──────── Page extract
# Estimating Wallpaper removal



## JacksonPaintCo

I would like some feedback on how different professional estimate the cost for removal of wallpaper. Also, what systems do you use to remove the paper. In my experience, no wallpaper removal job is the same and several different techniques for removal may be required. 

I'm solid on calculating painting production rates, but wallpaper removal will eat my lunch if I don't factor in enough time for stripping and wall repair if required. 

Is the best plan to just charge an hourly labor rate for removal time? Any feedback? Thanks


----------



## johnpaint

Well thank God we don't have much of it left on the west coast.Every now and then I run across it.I just do a T/M on it if I do.Like you said you never know how it is going to come off.People seem to understand so far.I have noticed that if people seem to want to know how much it will cost from the walk around, then they can't afford it anyway.


----------



## JNLP

We figure out the best case scenario and then the worse case scenario. Tell them it'll be somewhere inbetween the two, and charge time & materials.


----------



## chrisn

what systems do you use to remove the paper.

http://www.safeandsimple.com/


----------



## timhag

You could be removing paper in one 12 x 12 room and need to use all the methods involved. If you have to bid, go with he worst case scenario.


----------



## timhag

chrisn said:


> what systems do you use to remove the paper.
> 
> http://www.safeandsimple.com/


Steamer, chemicals, scrapers, razors, finger nails....the list goes on. I hate when, no matter what method, the sh*t comes off in dime size pieces.


----------



## JNLP

Some of the jobs we've done it would've been easier, faster, and cost ALOT less to just rip the wall down & start from scratch.
────────────────
──────── Record extracts
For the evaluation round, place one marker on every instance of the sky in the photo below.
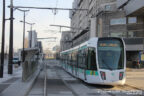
(41, 18)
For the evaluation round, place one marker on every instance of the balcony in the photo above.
(132, 10)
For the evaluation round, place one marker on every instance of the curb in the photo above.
(134, 87)
(33, 81)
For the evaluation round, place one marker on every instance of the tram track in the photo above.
(109, 90)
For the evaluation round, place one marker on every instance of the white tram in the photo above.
(97, 61)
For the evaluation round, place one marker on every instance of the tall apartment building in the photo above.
(110, 18)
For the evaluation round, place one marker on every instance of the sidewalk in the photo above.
(18, 88)
(135, 78)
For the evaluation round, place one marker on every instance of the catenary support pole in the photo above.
(10, 62)
(3, 42)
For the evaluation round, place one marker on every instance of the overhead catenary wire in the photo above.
(48, 8)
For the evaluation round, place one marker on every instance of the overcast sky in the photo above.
(42, 18)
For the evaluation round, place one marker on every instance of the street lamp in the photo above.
(3, 42)
(31, 24)
(24, 11)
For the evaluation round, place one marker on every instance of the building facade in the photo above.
(109, 18)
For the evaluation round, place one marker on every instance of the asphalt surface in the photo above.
(61, 83)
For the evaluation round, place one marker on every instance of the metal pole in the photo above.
(24, 36)
(3, 42)
(10, 63)
(31, 37)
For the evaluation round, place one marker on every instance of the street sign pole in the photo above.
(10, 62)
(3, 42)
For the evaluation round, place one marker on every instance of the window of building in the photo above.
(132, 20)
(118, 21)
(120, 34)
(107, 7)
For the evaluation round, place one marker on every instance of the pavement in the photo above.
(12, 85)
(61, 83)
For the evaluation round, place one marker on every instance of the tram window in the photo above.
(82, 58)
(92, 59)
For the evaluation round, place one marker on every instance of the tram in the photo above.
(97, 61)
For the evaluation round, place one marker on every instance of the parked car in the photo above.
(16, 60)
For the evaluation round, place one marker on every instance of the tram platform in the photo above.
(135, 78)
(19, 88)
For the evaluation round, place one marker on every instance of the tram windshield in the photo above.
(110, 54)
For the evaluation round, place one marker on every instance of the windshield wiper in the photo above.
(107, 65)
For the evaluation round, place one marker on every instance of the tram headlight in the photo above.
(103, 75)
(121, 75)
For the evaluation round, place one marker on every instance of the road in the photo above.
(61, 83)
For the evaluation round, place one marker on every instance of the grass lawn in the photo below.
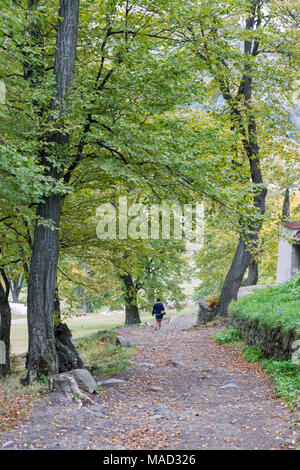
(85, 325)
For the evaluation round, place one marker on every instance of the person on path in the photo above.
(159, 311)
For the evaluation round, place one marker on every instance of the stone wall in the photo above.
(272, 341)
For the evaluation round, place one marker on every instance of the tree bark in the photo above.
(68, 358)
(132, 316)
(15, 287)
(248, 130)
(252, 277)
(42, 356)
(5, 324)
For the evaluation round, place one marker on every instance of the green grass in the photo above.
(272, 306)
(103, 356)
(227, 335)
(84, 325)
(285, 374)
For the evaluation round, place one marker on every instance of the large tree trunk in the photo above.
(247, 127)
(5, 324)
(68, 358)
(16, 286)
(42, 357)
(252, 277)
(132, 316)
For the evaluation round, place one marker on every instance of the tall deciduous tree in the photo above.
(42, 356)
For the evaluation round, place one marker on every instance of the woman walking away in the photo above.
(159, 311)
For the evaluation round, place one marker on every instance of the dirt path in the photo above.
(207, 397)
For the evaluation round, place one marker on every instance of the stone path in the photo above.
(182, 392)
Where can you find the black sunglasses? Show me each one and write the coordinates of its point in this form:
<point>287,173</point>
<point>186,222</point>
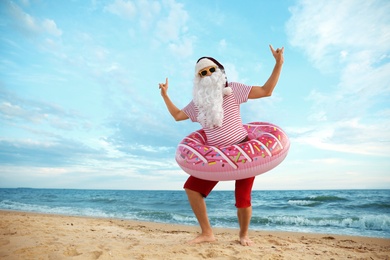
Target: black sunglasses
<point>204,72</point>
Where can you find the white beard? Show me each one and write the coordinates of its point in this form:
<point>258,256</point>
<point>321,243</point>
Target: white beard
<point>208,98</point>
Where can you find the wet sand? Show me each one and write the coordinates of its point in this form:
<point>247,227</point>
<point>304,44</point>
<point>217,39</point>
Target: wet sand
<point>42,236</point>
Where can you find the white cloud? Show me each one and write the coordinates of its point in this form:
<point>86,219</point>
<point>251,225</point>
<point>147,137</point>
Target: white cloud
<point>323,29</point>
<point>174,25</point>
<point>350,40</point>
<point>124,9</point>
<point>31,25</point>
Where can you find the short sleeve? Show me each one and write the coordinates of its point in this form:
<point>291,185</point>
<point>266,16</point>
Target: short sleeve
<point>191,111</point>
<point>240,91</point>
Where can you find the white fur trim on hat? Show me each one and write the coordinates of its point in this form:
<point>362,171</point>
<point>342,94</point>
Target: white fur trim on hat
<point>204,63</point>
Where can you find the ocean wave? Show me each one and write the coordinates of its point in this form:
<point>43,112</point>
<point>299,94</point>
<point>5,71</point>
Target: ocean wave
<point>303,203</point>
<point>367,222</point>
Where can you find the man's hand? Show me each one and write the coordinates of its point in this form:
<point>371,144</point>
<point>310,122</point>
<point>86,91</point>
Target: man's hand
<point>164,88</point>
<point>278,54</point>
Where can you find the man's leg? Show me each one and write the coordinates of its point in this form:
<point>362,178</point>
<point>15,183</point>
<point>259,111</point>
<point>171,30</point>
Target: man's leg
<point>244,218</point>
<point>197,190</point>
<point>198,206</point>
<point>244,208</point>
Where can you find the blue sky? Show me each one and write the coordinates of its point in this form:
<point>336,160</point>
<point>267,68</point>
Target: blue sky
<point>80,105</point>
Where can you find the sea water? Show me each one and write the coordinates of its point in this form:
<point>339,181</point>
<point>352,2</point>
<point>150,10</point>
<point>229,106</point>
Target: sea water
<point>345,212</point>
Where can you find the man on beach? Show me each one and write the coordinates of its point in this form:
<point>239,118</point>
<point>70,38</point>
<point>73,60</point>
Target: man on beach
<point>215,106</point>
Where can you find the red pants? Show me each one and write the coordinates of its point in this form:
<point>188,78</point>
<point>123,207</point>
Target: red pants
<point>242,192</point>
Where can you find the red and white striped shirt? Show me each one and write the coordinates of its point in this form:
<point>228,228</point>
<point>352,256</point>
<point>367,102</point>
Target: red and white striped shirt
<point>232,130</point>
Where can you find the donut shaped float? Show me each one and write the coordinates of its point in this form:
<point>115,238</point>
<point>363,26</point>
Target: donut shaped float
<point>266,148</point>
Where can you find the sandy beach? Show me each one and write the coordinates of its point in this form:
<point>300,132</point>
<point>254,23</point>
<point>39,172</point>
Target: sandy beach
<point>42,236</point>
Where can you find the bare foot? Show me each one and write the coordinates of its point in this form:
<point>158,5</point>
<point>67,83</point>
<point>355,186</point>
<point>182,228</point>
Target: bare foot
<point>202,238</point>
<point>245,241</point>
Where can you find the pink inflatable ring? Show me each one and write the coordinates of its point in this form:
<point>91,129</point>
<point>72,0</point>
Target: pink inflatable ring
────────────────
:: Exercise requirements ::
In the wallpaper removal thread, what does timhag recommend if a bid is required?

:: Output of the exercise ::
Go with the worst case scenario.